> [DESCRIPTION OF THE TASK]:
Starting at the first line and ending at the line that contains "<point>359,237</point>", rewrite these lines, substituting "olive sapling" for "olive tree" and keeping everything else unchanged.

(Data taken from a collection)
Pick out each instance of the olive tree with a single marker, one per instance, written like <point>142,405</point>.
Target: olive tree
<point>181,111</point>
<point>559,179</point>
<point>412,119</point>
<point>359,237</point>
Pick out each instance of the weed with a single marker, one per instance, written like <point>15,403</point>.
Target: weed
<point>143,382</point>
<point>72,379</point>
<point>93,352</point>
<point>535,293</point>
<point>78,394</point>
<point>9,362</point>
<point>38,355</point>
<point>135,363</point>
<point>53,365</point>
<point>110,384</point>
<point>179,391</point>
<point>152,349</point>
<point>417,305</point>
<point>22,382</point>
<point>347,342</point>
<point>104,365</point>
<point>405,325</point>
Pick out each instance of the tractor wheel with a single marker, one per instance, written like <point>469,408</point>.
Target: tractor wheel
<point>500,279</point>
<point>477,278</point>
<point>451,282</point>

> [EXERCISE RESULT]:
Pick out each instance of the olive sapling with a single marker, one per instance, written like <point>142,405</point>.
Target: olive sapling
<point>181,111</point>
<point>559,179</point>
<point>412,119</point>
<point>359,237</point>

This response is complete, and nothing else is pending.